-------- SELECTED PASSAGE

Step 3: Multi-Sensory Approaches to Pre-Writing
Congratulations on making it to the third of four pre-writing blogs: multi-sensory approaches to pre-writing! If you haven’t read about the first two steps: (1) starting with gross motor skills and (2) strengthening fine motor skills, check those out before reading on! We are finally ready to talk about something that better resembles “writing” in the traditional sense! But don’t be fooled… we aren’t going to jump right into pencil and paper tasks! Before we get started on using multi-sensory approaches to pre-writing strokes, let’s review our previously-covered underlying skills:
- Body awareness & motor planning
- Crossing midline
- Core strength & shoulder stability
- Strength of the hand muscles
- Establishing hand dominance
- Development of functional grasps
All of these “building blocks” lay the foundation for your children to become writers!
Developmental Sequence for Pre-Writing
As with anything, there is a typical sequence for the acquisition of writing skills. Does this mean that your child HAS to master one “pre-writing” stroke before they progress to another? Absolutely not! However, keeping in mind the typical developmental sequence will allow you to best support your pre-writer in obtaining the necessary skills to form letters. It will assist you in not expecting a higher-level skill right off the bat. Let’s dive in, and you’ll see what I mean!
Becoming a Writer
Just because your child/student may have the physical skills needed to make marks on the page doesn’t mean that they are ready to be a “writer”. Children aren’t necessarily born with the knowledge that they can make marks on a page and they have meaning. Does your child recognize their name in written form? They don’t need to know each letter of their name. Similarly to how a child can recognize the logo for their favorite restaurant or store, can they identify their name if it is labeling something? Try labeling their seat [at the dinner table or their desk] as well as all of your child’s personal belongings to show them that those marks signify THEM! Check out these functional name tags from Simply Special Ed for a fun spin on traditional name tags!

----------------
-------- EXCERPTED RECORDS

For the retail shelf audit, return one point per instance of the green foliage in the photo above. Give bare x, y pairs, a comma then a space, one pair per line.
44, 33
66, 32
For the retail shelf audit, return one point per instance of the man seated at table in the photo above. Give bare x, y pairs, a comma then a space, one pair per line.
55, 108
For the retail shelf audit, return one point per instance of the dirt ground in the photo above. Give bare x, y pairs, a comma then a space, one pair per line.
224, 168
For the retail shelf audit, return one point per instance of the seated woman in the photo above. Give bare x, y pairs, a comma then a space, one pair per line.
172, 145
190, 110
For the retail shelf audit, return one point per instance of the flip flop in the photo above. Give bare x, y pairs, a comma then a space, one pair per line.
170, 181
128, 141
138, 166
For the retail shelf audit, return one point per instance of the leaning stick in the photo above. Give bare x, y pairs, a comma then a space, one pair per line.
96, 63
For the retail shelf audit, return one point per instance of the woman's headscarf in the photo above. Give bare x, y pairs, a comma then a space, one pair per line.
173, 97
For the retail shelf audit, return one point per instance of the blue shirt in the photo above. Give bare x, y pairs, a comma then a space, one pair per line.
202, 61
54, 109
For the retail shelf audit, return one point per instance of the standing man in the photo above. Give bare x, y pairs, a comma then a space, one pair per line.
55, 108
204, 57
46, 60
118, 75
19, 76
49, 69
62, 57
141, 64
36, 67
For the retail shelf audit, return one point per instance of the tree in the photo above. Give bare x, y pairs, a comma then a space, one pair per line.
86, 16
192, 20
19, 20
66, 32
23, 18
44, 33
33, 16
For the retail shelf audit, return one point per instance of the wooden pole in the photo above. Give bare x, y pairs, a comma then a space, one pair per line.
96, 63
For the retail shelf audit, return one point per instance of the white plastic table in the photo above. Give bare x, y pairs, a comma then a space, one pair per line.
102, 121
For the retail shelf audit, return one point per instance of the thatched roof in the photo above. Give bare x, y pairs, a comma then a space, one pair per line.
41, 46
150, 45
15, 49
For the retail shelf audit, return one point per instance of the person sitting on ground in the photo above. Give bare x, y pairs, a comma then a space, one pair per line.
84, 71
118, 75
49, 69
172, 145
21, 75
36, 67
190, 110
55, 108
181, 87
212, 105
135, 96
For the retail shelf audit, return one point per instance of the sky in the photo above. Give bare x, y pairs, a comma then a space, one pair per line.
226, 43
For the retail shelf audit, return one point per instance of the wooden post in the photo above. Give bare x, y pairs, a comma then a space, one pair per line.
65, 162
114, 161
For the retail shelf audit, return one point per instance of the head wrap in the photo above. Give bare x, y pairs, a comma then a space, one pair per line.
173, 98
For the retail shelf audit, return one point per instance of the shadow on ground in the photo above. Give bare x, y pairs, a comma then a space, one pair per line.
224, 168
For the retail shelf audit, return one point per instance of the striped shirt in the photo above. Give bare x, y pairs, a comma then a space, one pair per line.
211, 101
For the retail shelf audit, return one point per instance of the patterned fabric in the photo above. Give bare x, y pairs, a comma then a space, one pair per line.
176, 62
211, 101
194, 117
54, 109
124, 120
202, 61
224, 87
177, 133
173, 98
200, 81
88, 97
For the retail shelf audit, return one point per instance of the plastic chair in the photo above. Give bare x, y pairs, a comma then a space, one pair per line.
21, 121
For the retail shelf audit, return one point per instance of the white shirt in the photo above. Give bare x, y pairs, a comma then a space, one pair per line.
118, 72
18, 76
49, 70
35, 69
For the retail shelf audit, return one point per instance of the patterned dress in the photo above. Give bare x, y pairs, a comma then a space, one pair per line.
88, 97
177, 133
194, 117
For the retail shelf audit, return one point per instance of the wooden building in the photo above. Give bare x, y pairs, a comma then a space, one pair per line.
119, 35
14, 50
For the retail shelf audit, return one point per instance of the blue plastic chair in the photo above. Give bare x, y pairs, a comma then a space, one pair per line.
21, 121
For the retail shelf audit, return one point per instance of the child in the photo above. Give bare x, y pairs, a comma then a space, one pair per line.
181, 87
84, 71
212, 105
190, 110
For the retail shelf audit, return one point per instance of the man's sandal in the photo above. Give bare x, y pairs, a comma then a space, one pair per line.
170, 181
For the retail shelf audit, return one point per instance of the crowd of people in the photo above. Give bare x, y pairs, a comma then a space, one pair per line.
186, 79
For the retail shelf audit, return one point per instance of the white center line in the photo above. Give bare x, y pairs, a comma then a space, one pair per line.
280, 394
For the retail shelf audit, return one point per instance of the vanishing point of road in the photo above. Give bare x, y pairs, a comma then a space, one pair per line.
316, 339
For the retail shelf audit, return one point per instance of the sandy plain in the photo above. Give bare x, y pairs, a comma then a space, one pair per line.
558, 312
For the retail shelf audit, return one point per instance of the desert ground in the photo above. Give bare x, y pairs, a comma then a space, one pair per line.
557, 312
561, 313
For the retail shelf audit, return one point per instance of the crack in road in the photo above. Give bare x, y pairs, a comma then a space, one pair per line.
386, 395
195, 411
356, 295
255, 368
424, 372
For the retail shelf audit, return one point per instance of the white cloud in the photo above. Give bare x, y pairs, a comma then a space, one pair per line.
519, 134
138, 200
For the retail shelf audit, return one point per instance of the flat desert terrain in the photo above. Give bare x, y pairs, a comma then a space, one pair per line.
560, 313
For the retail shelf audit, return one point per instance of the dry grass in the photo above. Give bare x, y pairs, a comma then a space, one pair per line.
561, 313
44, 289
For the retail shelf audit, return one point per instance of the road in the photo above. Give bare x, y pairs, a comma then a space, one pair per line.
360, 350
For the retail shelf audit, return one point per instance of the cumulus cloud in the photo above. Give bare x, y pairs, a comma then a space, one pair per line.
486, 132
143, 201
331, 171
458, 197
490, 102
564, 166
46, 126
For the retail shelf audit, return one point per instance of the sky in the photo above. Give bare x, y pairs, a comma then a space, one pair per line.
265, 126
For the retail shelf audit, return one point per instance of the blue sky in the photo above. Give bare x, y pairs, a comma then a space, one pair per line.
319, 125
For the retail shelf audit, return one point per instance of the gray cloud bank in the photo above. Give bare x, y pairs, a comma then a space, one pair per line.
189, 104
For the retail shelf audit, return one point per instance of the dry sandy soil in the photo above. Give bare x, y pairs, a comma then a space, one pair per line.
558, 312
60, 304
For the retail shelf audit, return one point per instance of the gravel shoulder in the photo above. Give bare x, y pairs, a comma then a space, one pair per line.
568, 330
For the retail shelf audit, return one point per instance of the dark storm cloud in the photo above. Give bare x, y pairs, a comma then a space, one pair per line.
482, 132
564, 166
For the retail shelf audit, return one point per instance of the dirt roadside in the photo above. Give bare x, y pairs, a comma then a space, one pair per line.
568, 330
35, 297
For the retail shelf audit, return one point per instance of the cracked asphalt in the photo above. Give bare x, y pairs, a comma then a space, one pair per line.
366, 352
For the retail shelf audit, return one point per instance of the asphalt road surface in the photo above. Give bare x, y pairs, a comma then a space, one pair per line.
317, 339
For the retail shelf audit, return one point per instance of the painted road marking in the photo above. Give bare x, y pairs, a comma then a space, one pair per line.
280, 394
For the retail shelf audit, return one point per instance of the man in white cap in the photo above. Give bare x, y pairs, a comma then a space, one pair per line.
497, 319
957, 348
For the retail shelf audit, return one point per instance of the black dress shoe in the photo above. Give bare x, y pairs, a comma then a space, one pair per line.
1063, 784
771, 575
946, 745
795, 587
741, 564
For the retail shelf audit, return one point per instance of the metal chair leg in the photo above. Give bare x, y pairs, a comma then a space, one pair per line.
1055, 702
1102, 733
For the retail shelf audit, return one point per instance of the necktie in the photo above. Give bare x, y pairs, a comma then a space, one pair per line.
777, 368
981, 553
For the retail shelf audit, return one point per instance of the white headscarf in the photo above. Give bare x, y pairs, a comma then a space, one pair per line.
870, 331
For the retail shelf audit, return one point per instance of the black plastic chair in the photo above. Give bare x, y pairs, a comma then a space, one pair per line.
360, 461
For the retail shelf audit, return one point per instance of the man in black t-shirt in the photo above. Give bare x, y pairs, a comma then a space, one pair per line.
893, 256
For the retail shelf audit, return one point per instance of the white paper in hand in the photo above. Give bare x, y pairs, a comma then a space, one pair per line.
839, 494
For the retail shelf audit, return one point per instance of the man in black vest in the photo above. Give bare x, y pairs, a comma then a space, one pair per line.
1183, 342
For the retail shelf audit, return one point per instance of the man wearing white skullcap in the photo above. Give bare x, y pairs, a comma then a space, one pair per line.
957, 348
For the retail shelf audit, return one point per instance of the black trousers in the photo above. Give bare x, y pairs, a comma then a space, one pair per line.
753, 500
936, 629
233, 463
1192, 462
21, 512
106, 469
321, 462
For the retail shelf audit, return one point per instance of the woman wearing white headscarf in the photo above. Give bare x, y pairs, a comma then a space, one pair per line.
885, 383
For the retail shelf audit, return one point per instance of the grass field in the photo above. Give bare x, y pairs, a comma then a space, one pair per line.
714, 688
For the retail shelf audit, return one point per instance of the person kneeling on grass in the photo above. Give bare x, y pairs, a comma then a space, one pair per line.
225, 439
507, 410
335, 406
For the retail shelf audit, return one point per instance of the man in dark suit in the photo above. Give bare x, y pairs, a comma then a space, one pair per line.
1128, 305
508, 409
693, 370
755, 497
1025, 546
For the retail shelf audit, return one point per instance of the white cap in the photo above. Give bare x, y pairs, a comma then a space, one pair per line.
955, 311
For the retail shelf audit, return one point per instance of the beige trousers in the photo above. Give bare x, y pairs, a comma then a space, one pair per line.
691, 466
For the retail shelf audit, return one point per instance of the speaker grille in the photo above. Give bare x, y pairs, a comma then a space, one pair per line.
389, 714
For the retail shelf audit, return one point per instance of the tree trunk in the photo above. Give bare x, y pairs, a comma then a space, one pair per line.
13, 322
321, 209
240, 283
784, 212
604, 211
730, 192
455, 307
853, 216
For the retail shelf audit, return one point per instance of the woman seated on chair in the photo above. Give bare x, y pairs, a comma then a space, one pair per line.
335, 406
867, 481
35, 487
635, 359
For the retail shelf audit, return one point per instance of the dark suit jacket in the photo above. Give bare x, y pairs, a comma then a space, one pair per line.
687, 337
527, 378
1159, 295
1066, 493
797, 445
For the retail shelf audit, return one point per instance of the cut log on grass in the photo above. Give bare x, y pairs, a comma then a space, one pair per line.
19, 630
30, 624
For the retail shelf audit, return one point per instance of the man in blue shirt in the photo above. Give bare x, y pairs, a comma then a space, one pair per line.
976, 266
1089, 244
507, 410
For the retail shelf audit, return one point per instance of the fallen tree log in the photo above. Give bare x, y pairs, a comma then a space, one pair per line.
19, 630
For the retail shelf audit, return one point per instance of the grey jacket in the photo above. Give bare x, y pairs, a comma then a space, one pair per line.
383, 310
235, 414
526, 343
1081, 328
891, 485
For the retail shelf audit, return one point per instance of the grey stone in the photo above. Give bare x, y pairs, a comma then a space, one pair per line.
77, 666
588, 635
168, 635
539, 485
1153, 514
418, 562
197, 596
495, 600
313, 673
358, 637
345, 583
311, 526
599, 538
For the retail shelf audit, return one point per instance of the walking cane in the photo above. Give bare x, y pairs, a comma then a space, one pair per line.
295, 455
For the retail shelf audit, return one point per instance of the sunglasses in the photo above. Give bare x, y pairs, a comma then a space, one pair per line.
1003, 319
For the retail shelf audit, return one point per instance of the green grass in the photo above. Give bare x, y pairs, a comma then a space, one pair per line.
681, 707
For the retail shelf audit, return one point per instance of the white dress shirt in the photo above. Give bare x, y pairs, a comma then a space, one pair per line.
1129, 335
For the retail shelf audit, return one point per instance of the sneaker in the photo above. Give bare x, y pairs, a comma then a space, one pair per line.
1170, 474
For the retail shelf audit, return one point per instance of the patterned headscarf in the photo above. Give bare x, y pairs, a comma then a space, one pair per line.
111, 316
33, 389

----------------

▸ THE TASKS:
A: Answer these questions from the pre-writing passage:
(i) Which blog is this in the pre-writing series, and how many blogs does the series have?
(ii) What were the first two steps?
(iii) What does the text suggest labeling to show children that the marks of their name stand for them?
B: According to the pre-writing passage, why should an adult keep the typical developmental sequence for pre-writing in mind, even though a child does not have to master one stroke before moving to another?
The records have no connection to the pre-writing passage.

▸ EXPECTED RESULTS:
A:
(i) It is the third of four pre-writing blogs.
(ii) The first two steps were starting with gross motor skills and strengthening fine motor skills.
(iii) It suggests labeling the child's seat, at the dinner table or a desk, and all of the child's personal belongings.

B: Knowing the typical sequence lets the adult best support the pre-writer in gaining the skills needed to form letters. It also keeps the adult from expecting a higher-level skill right away.